___ Input material ___

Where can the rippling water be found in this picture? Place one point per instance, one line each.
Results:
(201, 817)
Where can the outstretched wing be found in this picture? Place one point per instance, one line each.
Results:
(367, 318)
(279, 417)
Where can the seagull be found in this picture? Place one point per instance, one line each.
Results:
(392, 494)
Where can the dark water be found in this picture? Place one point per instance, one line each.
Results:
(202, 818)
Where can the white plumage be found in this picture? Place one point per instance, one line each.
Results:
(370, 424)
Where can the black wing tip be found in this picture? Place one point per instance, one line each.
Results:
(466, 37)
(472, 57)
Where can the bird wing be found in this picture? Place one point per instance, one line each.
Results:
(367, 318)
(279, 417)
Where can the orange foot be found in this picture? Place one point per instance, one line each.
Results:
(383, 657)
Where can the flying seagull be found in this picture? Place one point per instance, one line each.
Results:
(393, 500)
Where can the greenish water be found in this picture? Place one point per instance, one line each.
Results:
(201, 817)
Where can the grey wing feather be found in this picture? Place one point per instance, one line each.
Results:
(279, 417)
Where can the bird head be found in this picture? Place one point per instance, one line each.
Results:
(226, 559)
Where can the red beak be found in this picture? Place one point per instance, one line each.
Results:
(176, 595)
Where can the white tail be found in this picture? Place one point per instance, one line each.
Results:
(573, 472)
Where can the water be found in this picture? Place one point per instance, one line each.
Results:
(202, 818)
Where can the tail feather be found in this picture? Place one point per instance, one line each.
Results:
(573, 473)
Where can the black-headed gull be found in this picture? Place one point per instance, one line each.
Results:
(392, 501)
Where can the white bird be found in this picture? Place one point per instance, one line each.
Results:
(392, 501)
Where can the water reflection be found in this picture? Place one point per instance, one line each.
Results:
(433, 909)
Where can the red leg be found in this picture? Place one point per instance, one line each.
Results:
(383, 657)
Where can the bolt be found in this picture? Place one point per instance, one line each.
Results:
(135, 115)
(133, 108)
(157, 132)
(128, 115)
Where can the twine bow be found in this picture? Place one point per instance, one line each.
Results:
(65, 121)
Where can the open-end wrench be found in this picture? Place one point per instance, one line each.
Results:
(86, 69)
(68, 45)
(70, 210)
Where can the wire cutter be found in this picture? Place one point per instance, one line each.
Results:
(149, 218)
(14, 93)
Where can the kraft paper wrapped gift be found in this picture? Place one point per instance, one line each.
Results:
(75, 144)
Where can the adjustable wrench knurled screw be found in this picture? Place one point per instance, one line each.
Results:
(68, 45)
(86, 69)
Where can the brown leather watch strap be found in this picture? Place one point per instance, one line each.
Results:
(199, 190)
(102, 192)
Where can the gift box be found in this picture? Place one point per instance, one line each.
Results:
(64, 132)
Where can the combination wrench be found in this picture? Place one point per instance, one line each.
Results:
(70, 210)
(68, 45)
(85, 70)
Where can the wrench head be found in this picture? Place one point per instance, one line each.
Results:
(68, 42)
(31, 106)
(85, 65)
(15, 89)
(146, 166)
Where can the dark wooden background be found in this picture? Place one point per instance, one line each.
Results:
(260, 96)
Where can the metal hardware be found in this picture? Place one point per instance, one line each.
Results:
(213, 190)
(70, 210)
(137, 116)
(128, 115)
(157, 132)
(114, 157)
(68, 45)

___

Work to complete: Please set down each of the entries above exactly as given.

Solution to this task:
Where can the rippling water be found in this picture? Place one point per instance, one line each.
Results:
(201, 817)
Where can the outstretched wing be found in this picture? Place one point per instance, one line each.
Results:
(367, 318)
(279, 417)
Where can the seagull be found in this picture? Place one point per instance, one line each.
Results:
(392, 494)
Where can the dark water be found in this picture? Place one point per instance, one line each.
Results:
(202, 818)
Where can the white plumage be found in this picture? Place one point per instance, one line each.
Results:
(370, 424)
Where can the black wing tip be found in this picture? Place one point per instance, one line each.
Results:
(466, 37)
(472, 57)
Where can the bird wing be found in this picture? Place one point per instance, one line each.
Results:
(367, 318)
(279, 417)
Where can the orange foot be found in this picture? Place one point per instance, one line each.
Results:
(383, 657)
Where can the flying seagull be found in this picture? Place one point per instance, one line each.
Results:
(393, 500)
Where can the greenish water be found in this picture? Place one point per instance, one line each.
Results:
(201, 817)
Where can the grey wing feather be found in this picture? Place one point per instance, one line each.
Results:
(279, 417)
Where can the bird head be found in this picture? Place one point per instance, one line each.
Results:
(226, 559)
Where can the red beak be found in this picture? Place one point per instance, one line each.
Results:
(176, 595)
Where can the white tail be found in this picture? Place one point per instance, one line each.
Results:
(573, 472)
Where can the water be found in this picture? Place one point per instance, one line each.
Results:
(202, 818)
Where can the tail feather be found in this picture? Place one point per instance, one line each.
Results:
(573, 473)
Where can the black-headed gull be found in this picture? Place one point per instance, one line each.
Results:
(392, 501)
Where can the white bird be found in this picture? Place one point per instance, one line each.
Results:
(392, 501)
Where can the water reflection be found in this picture? Place one point per instance, one line each.
Results:
(433, 909)
Where can the red leg be found in this picture? Place one point per instance, one line each.
Results:
(383, 657)
Where can the bolt be found in this picture? Place one point per instance, one line each.
Results:
(135, 115)
(133, 108)
(157, 132)
(128, 115)
Where can the twine bow be found in this picture? Place one point per instance, one line each.
Results:
(65, 121)
Where can the open-end wrench be found in this picture? Place one point per instance, one line each.
Results:
(86, 69)
(68, 45)
(70, 210)
Where can the wire cutter be found in this picture? Place one point per instance, one line each.
Results:
(149, 218)
(14, 93)
Where can the kraft paper wrapped gift be found in this picture? Place one point per instance, one line each.
Results:
(75, 144)
Where can the adjustable wrench knurled screw be found in this picture? Place one point per instance, one line each.
Results:
(68, 45)
(86, 69)
Where can the brown leather watch strap be found in this picture? Place one point per instance, one line each.
Results:
(199, 190)
(102, 192)
Where can the gift box be found in this picture? Place one point per instance, one line each.
Results:
(64, 132)
Where can the combination wrench be found in this picture? Place one point per instance, one line each.
Results:
(70, 210)
(68, 45)
(85, 70)
Where can the wrench head be found in this picture? Place one point per instance, one line each.
Results:
(68, 42)
(31, 106)
(85, 65)
(15, 89)
(146, 166)
Where can the dark wooden background be found in this picture? Place one point per instance, one line each.
Results:
(260, 96)
Where can the metal hardware be found in this picture? Place one point per instance, one line each.
Results:
(213, 190)
(70, 210)
(137, 116)
(128, 115)
(157, 132)
(114, 157)
(68, 45)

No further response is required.